▸ What you will do: Repeat the lines from the line with "for: khaki shorts" through the end of the lines, switching "JSON array" for "JSON list" and changing nothing else. Leave the picture out.

* start Recorded data *

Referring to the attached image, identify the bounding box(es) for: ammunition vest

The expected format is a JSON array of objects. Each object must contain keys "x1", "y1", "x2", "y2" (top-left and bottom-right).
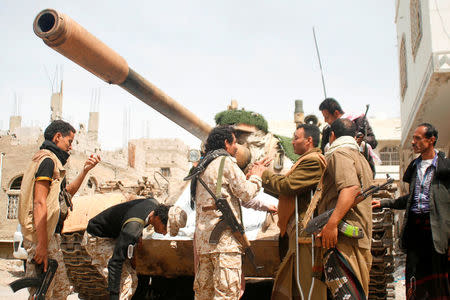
[{"x1": 19, "y1": 149, "x2": 67, "y2": 243}]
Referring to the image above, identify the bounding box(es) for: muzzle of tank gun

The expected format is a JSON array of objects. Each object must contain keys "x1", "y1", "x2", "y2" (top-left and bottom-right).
[{"x1": 33, "y1": 9, "x2": 211, "y2": 141}]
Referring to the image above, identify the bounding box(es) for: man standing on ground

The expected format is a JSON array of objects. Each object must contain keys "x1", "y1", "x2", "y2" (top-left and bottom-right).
[
  {"x1": 191, "y1": 126, "x2": 265, "y2": 300},
  {"x1": 317, "y1": 119, "x2": 372, "y2": 299},
  {"x1": 19, "y1": 120, "x2": 100, "y2": 299},
  {"x1": 83, "y1": 198, "x2": 187, "y2": 300},
  {"x1": 319, "y1": 98, "x2": 378, "y2": 153},
  {"x1": 262, "y1": 124, "x2": 327, "y2": 300},
  {"x1": 372, "y1": 123, "x2": 450, "y2": 299}
]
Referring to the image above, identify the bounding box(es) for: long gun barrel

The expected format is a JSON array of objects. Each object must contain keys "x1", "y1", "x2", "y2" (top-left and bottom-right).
[{"x1": 33, "y1": 9, "x2": 211, "y2": 141}]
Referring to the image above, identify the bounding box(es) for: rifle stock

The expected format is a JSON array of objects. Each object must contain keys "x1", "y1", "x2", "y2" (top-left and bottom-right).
[
  {"x1": 9, "y1": 258, "x2": 58, "y2": 300},
  {"x1": 198, "y1": 177, "x2": 263, "y2": 272},
  {"x1": 305, "y1": 175, "x2": 394, "y2": 238}
]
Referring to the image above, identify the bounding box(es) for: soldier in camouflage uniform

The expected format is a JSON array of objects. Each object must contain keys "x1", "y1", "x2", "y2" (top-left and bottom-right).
[
  {"x1": 19, "y1": 120, "x2": 100, "y2": 299},
  {"x1": 82, "y1": 198, "x2": 187, "y2": 300},
  {"x1": 191, "y1": 126, "x2": 265, "y2": 300}
]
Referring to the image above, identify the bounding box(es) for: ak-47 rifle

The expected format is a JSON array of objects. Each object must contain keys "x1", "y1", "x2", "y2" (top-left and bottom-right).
[
  {"x1": 9, "y1": 258, "x2": 58, "y2": 300},
  {"x1": 198, "y1": 177, "x2": 263, "y2": 272},
  {"x1": 305, "y1": 175, "x2": 394, "y2": 238}
]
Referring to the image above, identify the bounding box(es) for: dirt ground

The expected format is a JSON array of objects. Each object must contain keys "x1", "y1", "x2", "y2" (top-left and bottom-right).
[
  {"x1": 0, "y1": 259, "x2": 406, "y2": 300},
  {"x1": 0, "y1": 258, "x2": 78, "y2": 300}
]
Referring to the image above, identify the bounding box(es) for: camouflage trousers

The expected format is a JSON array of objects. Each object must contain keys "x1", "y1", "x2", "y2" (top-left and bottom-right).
[
  {"x1": 194, "y1": 253, "x2": 242, "y2": 300},
  {"x1": 82, "y1": 232, "x2": 138, "y2": 300},
  {"x1": 23, "y1": 234, "x2": 71, "y2": 300}
]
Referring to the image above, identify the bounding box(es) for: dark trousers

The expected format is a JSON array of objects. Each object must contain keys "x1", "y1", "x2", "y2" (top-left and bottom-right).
[{"x1": 405, "y1": 212, "x2": 450, "y2": 299}]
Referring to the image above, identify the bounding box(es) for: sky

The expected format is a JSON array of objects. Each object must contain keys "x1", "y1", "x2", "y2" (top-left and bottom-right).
[{"x1": 0, "y1": 0, "x2": 400, "y2": 150}]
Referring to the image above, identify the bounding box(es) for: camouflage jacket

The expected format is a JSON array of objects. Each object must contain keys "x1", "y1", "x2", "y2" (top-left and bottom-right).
[{"x1": 194, "y1": 156, "x2": 261, "y2": 254}]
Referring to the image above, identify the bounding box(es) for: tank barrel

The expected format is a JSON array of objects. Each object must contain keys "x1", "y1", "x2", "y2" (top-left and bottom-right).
[{"x1": 33, "y1": 9, "x2": 211, "y2": 141}]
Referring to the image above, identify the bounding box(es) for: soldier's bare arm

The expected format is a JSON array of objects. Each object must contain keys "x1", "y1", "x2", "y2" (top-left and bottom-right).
[
  {"x1": 66, "y1": 155, "x2": 101, "y2": 196},
  {"x1": 33, "y1": 180, "x2": 50, "y2": 271},
  {"x1": 317, "y1": 185, "x2": 360, "y2": 249}
]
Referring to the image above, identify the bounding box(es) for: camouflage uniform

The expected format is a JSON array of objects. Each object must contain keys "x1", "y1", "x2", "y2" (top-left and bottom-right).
[
  {"x1": 194, "y1": 156, "x2": 261, "y2": 300},
  {"x1": 23, "y1": 233, "x2": 71, "y2": 300},
  {"x1": 82, "y1": 231, "x2": 138, "y2": 300}
]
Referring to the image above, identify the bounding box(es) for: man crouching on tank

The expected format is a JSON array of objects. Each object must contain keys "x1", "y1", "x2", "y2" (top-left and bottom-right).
[{"x1": 83, "y1": 198, "x2": 187, "y2": 300}]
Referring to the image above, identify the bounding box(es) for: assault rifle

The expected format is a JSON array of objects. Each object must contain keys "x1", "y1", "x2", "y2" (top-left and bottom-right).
[
  {"x1": 305, "y1": 175, "x2": 394, "y2": 238},
  {"x1": 198, "y1": 177, "x2": 263, "y2": 272},
  {"x1": 9, "y1": 258, "x2": 58, "y2": 300}
]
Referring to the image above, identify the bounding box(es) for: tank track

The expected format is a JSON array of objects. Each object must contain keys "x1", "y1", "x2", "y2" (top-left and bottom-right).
[
  {"x1": 61, "y1": 194, "x2": 395, "y2": 300},
  {"x1": 61, "y1": 231, "x2": 109, "y2": 300},
  {"x1": 368, "y1": 187, "x2": 397, "y2": 300}
]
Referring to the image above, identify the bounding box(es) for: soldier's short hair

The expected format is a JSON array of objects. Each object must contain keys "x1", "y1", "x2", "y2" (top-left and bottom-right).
[
  {"x1": 319, "y1": 98, "x2": 344, "y2": 114},
  {"x1": 44, "y1": 120, "x2": 76, "y2": 141},
  {"x1": 331, "y1": 118, "x2": 356, "y2": 138},
  {"x1": 297, "y1": 124, "x2": 320, "y2": 147},
  {"x1": 153, "y1": 203, "x2": 170, "y2": 226},
  {"x1": 417, "y1": 123, "x2": 438, "y2": 146},
  {"x1": 205, "y1": 125, "x2": 236, "y2": 153}
]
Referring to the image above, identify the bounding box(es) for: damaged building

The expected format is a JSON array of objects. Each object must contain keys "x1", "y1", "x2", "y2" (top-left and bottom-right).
[{"x1": 0, "y1": 91, "x2": 189, "y2": 241}]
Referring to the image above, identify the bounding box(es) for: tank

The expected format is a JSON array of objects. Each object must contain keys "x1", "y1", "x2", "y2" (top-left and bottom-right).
[
  {"x1": 33, "y1": 9, "x2": 285, "y2": 299},
  {"x1": 33, "y1": 9, "x2": 393, "y2": 299}
]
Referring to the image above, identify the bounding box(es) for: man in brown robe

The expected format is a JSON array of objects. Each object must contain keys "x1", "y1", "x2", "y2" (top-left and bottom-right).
[
  {"x1": 262, "y1": 124, "x2": 326, "y2": 300},
  {"x1": 317, "y1": 119, "x2": 373, "y2": 299}
]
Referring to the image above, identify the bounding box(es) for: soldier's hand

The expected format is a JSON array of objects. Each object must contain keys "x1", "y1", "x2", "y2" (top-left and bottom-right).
[
  {"x1": 317, "y1": 223, "x2": 338, "y2": 249},
  {"x1": 84, "y1": 154, "x2": 101, "y2": 172},
  {"x1": 247, "y1": 165, "x2": 267, "y2": 178},
  {"x1": 254, "y1": 156, "x2": 273, "y2": 167},
  {"x1": 267, "y1": 204, "x2": 278, "y2": 215},
  {"x1": 33, "y1": 242, "x2": 48, "y2": 272},
  {"x1": 372, "y1": 200, "x2": 381, "y2": 209}
]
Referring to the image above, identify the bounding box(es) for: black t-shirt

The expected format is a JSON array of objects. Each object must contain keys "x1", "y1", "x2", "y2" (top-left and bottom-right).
[
  {"x1": 34, "y1": 157, "x2": 66, "y2": 233},
  {"x1": 86, "y1": 198, "x2": 158, "y2": 296},
  {"x1": 34, "y1": 157, "x2": 66, "y2": 189}
]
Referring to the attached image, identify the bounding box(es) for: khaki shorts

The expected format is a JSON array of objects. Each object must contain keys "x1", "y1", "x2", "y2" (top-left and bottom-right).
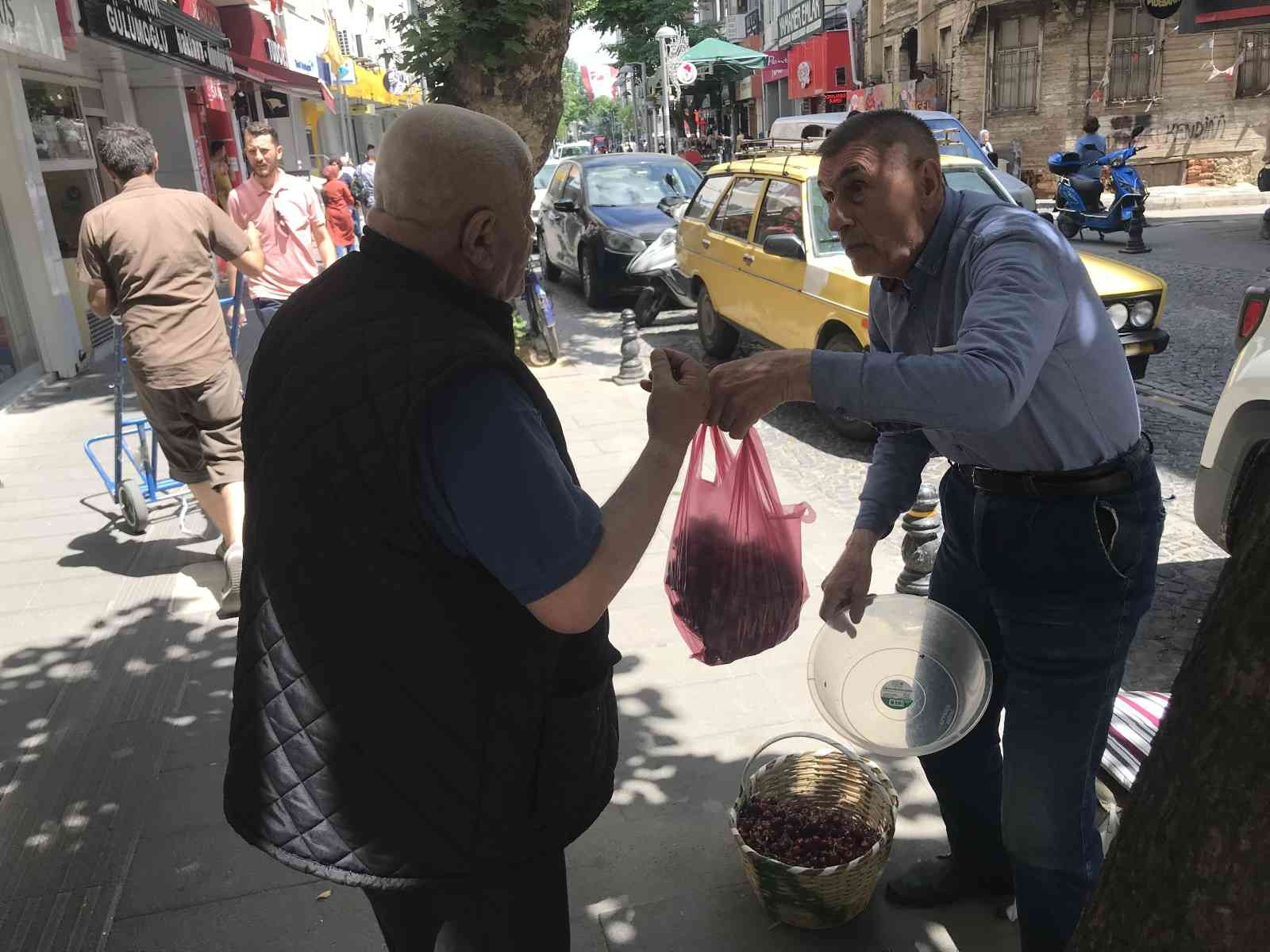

* end Recorded data *

▸ Completed task:
Referring to the attached image, identify the bounding box(es) for: khaki shorts

The expected format is a JSON list of objects. Each object must contain keys "x1", "y1", "x2", "y2" (top-left and bottom-right).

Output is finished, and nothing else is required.